Allocution du ministre de la défense nationale Bill Blair au Forum d’Halifax sur la sécurité internationale de 2024
Discours
Le 22 novembre, 2024
La version prononcée fait foi
Tout d’abord, bon après-midi, chers amis. Permettez-moi aussi de souhaiter chaleureusement la bienvenue à tous ceux et celles se sont déplacés ici à Halifax.
Nous sommes aujourd’hui réunis sur le territoire traditionnel du peuple Mi’kmaq, qui vit sur ces terres depuis des générations.
C’est un véritable honneur et même un privilège de se trouver dans cette salle et d’avoir l’occasion de vous souhaiter la bienvenue au 16e Forum d’Halifax sur la sécurité internationale.
J’aimerais commencer en soulignant le travail exceptionnel d’organisation du présent forum accompli par Peter Van Praagh, Janice Stein et toute l’équipe ici à Halifax.
Je crois que vous avez grandement contribué à changer les choses pour bon nombre d’entre nous en nous offrant la possibilité de nous réunir pour apprendre les uns des autres et pour prendre part à un important dialogue. Vous nous avez fait remettre en question nos idées et nos points de vue, mais vous nous donnez par ailleurs la possibilité d’apprendre.
_ _ _ _ _ _ _
**Court exercice**:
Pouvez-vous recopier mot pour mot tout ce qui va de "Allocution du ministre" jusqu'à "déplacés ici à Halifax." dans l'allocution ? Appuyez-vous uniquement sur l'allocution.

Données d'étiquetage de coordonnées
_ _ _ _ _ _ _
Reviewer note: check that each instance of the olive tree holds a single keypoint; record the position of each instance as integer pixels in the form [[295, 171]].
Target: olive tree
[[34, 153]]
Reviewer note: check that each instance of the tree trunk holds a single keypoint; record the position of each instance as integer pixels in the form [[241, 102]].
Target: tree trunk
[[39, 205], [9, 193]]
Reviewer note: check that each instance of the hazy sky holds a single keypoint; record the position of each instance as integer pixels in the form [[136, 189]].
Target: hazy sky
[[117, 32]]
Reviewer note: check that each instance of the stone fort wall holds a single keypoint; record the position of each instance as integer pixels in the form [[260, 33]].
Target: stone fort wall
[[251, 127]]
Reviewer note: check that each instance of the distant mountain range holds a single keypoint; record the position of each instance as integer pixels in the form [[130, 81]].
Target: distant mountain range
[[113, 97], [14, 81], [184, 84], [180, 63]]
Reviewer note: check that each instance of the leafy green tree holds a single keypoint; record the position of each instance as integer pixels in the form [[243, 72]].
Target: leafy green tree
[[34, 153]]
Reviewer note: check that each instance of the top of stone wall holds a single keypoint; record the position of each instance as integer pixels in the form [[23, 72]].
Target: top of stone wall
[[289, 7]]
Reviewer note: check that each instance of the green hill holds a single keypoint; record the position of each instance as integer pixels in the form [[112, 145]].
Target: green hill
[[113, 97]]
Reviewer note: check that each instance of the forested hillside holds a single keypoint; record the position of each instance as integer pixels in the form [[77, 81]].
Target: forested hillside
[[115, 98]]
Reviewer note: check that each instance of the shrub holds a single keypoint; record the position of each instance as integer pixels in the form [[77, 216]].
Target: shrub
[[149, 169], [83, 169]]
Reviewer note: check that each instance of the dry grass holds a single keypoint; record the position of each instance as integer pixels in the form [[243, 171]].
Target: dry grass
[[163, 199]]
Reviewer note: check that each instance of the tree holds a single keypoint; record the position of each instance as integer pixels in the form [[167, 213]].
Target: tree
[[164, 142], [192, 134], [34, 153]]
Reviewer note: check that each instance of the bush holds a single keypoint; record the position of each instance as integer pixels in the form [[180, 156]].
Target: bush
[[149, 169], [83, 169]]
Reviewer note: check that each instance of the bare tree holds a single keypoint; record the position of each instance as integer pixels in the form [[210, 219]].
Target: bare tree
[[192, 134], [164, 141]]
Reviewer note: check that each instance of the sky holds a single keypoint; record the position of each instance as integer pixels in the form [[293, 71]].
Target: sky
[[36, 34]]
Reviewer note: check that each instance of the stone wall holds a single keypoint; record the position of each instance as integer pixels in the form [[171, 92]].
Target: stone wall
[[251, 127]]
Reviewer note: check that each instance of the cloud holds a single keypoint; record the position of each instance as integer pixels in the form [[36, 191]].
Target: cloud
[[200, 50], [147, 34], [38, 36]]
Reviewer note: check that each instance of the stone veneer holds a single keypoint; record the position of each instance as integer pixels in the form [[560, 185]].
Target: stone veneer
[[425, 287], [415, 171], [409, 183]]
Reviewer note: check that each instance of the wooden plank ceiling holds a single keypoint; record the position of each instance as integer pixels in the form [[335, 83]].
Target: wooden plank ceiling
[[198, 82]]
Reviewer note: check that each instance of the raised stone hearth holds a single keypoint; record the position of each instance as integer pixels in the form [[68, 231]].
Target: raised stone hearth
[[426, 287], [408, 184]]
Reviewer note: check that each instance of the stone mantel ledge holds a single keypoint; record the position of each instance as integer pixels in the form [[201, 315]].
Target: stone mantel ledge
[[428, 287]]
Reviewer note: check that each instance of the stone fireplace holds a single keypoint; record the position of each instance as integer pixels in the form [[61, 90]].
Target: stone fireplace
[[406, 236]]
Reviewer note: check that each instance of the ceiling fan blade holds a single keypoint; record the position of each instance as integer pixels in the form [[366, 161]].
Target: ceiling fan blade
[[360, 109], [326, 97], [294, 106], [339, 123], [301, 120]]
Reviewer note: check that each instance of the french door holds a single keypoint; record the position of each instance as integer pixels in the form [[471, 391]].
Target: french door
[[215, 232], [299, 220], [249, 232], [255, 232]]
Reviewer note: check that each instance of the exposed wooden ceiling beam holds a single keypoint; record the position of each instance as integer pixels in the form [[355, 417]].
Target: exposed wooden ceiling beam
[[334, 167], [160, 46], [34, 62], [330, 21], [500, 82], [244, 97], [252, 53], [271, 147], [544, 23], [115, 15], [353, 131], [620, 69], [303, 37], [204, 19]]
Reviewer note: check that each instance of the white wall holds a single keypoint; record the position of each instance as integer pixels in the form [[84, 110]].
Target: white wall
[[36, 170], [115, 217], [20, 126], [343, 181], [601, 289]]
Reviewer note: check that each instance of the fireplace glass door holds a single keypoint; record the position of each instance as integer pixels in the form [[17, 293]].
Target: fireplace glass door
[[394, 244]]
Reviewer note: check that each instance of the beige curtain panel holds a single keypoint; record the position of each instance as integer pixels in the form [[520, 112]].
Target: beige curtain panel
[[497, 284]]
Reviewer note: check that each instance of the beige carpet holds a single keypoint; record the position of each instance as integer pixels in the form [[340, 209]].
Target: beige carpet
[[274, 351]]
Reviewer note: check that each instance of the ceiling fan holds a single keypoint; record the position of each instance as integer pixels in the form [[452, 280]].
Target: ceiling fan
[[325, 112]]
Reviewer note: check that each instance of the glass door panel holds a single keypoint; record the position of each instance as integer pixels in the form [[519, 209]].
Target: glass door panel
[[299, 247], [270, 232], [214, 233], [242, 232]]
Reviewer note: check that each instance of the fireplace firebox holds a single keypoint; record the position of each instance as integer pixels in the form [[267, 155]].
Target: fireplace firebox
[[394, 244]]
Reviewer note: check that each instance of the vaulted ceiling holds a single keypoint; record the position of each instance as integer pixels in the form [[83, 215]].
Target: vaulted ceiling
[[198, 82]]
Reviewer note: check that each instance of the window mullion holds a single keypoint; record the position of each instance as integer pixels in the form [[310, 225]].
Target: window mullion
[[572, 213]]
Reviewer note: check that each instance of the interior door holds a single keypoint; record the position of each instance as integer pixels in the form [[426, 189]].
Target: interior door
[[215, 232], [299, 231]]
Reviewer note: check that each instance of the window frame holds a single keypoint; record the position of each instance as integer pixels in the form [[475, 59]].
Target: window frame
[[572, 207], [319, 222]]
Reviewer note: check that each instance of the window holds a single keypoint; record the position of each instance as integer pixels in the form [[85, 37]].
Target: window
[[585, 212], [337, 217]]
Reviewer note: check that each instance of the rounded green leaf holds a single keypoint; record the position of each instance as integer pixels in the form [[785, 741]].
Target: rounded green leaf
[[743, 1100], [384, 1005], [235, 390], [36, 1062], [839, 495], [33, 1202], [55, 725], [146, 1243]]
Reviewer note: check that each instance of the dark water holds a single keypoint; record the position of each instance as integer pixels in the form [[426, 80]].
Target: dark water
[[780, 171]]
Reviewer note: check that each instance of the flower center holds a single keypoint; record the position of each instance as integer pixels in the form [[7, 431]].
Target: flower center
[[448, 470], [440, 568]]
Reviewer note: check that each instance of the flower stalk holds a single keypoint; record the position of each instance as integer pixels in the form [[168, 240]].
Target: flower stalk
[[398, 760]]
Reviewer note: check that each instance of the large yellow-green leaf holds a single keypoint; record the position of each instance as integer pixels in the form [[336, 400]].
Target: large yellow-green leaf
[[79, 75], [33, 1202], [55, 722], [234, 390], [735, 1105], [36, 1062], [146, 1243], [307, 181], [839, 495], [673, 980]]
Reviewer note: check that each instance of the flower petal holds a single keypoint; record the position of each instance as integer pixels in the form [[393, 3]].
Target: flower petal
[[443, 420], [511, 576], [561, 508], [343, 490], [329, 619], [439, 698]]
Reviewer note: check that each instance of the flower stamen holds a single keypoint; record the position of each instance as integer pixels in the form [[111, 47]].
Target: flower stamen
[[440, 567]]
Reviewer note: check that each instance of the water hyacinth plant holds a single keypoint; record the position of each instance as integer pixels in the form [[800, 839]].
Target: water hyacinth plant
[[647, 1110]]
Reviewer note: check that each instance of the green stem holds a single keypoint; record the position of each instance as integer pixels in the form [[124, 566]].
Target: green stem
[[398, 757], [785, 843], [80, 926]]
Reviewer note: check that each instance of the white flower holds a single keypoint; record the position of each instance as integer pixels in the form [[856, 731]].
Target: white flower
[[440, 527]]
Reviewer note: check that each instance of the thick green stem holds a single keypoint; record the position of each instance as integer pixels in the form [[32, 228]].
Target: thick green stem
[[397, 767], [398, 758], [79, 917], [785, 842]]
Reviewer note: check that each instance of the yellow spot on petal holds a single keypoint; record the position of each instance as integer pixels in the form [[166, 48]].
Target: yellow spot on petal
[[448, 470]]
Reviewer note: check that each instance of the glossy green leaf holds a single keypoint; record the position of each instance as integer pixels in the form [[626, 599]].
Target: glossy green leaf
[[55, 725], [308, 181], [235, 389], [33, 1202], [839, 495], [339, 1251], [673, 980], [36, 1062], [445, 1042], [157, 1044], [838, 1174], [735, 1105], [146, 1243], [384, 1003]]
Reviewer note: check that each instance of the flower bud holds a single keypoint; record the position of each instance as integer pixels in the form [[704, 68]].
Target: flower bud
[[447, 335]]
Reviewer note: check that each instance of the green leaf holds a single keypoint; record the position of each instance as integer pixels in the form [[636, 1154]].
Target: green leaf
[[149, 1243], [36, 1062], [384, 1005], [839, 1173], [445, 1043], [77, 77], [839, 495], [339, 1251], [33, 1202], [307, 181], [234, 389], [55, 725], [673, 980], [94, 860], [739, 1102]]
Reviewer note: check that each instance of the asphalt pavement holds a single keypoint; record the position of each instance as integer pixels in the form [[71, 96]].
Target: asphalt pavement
_ _ _ _ _ _ _
**Résultat obtenu**:
Allocution du ministre de la défense nationale Bill Blair au Forum d’Halifax sur la sécurité internationale de 2024
Discours
Le 22 novembre, 2024
La version prononcée fait foi
Tout d’abord, bon après-midi, chers amis. Permettez-moi aussi de souhaiter chaleureusement la bienvenue à tous ceux et celles se sont déplacés ici à Halifax.